— SET PROBLEM —
Repeat exactly, and only, the lines from the one holding "the car side" through the last line of the records below.

— DATASET —

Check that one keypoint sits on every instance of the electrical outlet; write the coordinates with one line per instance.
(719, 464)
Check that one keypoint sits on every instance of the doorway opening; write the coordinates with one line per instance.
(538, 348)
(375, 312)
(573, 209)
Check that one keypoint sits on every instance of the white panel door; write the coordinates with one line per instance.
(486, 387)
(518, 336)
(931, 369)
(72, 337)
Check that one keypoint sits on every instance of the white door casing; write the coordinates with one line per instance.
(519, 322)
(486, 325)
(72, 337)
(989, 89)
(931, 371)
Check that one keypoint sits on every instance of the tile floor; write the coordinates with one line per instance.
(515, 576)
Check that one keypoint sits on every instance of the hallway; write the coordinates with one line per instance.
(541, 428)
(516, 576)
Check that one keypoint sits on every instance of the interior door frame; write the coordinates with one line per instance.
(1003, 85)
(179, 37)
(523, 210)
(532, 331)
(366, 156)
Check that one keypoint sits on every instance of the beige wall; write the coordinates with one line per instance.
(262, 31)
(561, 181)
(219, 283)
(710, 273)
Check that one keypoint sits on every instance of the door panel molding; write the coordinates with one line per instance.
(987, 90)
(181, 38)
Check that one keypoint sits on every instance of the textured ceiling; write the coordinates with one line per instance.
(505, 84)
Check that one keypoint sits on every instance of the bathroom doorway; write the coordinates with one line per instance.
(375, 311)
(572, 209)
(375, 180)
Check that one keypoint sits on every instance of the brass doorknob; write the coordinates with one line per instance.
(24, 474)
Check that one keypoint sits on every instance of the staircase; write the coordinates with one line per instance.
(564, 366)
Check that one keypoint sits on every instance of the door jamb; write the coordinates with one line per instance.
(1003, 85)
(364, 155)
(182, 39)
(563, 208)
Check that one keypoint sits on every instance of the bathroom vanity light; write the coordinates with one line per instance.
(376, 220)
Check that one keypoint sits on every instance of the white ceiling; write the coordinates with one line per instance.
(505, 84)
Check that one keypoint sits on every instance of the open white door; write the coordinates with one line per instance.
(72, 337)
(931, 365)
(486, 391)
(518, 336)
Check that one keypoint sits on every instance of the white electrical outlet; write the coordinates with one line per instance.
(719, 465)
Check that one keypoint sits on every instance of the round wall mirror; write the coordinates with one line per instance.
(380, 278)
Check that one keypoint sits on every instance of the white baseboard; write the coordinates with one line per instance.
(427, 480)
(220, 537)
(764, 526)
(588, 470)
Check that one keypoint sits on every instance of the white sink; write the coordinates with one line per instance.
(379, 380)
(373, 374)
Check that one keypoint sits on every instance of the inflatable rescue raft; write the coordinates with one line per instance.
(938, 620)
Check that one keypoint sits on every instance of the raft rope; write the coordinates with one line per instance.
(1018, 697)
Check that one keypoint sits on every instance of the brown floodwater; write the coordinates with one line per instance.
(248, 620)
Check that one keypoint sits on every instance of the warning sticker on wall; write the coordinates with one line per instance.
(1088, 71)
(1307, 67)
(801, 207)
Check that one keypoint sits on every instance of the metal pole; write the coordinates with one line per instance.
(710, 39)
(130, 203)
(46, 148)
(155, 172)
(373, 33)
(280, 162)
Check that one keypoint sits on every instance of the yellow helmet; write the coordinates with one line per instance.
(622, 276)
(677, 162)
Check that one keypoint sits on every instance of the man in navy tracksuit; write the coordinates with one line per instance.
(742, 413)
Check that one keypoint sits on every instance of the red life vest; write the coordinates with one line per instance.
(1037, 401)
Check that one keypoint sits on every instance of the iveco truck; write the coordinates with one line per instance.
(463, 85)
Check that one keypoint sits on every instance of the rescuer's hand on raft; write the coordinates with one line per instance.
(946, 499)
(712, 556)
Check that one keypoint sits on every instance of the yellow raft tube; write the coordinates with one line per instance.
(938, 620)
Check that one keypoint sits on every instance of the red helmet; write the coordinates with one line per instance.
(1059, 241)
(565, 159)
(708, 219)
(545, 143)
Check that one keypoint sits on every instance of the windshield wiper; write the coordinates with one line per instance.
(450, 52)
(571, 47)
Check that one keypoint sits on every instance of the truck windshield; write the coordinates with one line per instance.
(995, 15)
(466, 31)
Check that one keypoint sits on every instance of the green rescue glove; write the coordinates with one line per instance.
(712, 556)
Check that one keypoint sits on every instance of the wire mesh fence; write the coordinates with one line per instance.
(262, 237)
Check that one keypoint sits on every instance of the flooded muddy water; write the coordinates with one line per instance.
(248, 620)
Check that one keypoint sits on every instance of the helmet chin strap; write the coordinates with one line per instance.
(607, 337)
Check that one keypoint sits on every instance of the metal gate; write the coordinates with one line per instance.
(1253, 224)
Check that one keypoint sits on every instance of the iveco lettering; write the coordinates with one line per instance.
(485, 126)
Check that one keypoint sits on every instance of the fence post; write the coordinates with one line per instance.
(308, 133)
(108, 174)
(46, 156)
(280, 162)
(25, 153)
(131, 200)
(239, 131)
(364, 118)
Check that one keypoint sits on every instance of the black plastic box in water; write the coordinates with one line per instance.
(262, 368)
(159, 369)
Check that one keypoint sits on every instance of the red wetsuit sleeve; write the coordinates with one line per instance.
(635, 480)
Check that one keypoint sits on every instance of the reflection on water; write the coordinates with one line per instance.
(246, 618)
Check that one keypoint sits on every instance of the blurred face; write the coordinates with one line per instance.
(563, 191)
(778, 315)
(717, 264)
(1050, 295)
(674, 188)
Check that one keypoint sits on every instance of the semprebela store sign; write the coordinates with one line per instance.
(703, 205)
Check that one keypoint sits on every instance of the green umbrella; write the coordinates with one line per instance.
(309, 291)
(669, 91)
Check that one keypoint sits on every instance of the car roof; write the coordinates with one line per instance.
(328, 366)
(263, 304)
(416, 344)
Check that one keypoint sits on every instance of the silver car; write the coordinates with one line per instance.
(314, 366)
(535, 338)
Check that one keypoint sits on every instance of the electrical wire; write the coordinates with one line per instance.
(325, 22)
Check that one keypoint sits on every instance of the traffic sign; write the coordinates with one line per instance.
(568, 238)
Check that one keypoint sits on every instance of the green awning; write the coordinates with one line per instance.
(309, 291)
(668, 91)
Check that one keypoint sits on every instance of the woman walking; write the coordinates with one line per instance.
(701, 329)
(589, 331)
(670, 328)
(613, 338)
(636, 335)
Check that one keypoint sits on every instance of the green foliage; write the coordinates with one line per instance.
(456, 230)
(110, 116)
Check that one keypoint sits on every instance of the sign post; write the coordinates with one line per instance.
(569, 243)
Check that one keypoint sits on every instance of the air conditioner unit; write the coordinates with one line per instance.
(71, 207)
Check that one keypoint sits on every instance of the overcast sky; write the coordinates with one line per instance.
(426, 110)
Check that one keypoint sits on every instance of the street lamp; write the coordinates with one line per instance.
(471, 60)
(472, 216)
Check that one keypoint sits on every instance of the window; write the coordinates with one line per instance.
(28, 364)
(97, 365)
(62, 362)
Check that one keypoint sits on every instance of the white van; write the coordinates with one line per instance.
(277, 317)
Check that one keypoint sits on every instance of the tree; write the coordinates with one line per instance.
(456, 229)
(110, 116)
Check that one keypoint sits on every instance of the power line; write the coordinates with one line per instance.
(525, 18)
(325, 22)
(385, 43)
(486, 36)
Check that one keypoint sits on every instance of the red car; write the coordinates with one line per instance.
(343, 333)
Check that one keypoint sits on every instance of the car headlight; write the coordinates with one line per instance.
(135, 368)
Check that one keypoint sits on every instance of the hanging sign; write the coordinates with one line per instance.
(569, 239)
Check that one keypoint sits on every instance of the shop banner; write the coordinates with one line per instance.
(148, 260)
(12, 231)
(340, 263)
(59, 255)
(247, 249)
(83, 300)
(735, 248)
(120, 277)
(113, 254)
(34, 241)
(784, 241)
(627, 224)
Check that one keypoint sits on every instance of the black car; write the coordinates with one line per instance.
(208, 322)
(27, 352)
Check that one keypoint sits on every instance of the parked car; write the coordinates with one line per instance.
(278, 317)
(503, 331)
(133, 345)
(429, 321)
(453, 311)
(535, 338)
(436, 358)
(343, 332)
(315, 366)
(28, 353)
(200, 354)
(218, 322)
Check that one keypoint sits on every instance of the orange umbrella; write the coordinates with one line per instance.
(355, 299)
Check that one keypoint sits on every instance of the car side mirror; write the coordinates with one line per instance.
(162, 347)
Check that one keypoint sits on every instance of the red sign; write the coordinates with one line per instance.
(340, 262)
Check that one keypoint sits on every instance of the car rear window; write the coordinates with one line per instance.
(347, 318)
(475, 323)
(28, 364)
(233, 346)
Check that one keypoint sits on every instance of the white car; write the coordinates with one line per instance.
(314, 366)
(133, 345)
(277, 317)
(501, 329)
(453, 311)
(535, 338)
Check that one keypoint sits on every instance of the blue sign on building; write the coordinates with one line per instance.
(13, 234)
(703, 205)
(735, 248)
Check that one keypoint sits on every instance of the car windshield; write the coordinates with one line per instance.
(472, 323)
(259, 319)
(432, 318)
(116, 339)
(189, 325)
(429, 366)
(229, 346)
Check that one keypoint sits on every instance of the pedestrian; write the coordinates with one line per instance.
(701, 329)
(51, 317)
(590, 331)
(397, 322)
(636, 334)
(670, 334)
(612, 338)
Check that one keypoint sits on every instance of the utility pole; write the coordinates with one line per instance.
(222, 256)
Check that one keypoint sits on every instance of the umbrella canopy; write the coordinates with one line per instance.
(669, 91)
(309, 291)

— OUTPUT —
Check that one keypoint sits on every instance of the car side mirror; write the coordinates with one line per instance.
(162, 347)
Check that one keypoint sits on every instance of the red sign; write the coordinates with one line per instance.
(340, 262)
Check that one keypoint sits on every instance of the car rear window; write the coordinates with one line per instance.
(347, 318)
(475, 323)
(28, 364)
(233, 346)
Check that one keypoint sits on every instance of the white car; write the coordinates with one line per instance.
(314, 366)
(133, 345)
(277, 317)
(501, 329)
(453, 311)
(535, 338)
Check that one keypoint sits on every instance of the blue sign on building; write the coordinates with one line per instance.
(13, 234)
(703, 205)
(735, 248)
Check that one keypoint sits on every instance of the car windshield; write the coordinates with one line per instance.
(472, 323)
(259, 319)
(432, 318)
(116, 339)
(189, 325)
(429, 366)
(229, 346)
Check that one keypoint sits on every instance of the pedestrian; write the coordinates with one line per instance.
(701, 329)
(51, 317)
(590, 331)
(397, 322)
(636, 334)
(670, 334)
(612, 338)
Check that one keypoint sits on every instance of the utility pole; write the coordinates with one line per instance.
(222, 256)
Check that one keypoint sits on every instance of the umbrella canopy; write the coordinates with one line per instance.
(669, 91)
(309, 291)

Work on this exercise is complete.